→ PROBLEM STATEMENT: Write out each line of the records below as a JSON list of strings, one string per line, leaving out any blank lines.

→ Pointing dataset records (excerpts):
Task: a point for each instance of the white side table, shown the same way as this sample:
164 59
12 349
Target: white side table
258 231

→ EXPECTED OUTPUT:
[
  "Task: a point for each instance of the white side table, shown the same way as this sample:",
  "164 59",
  "12 349",
  "Target: white side table",
  "258 231"
]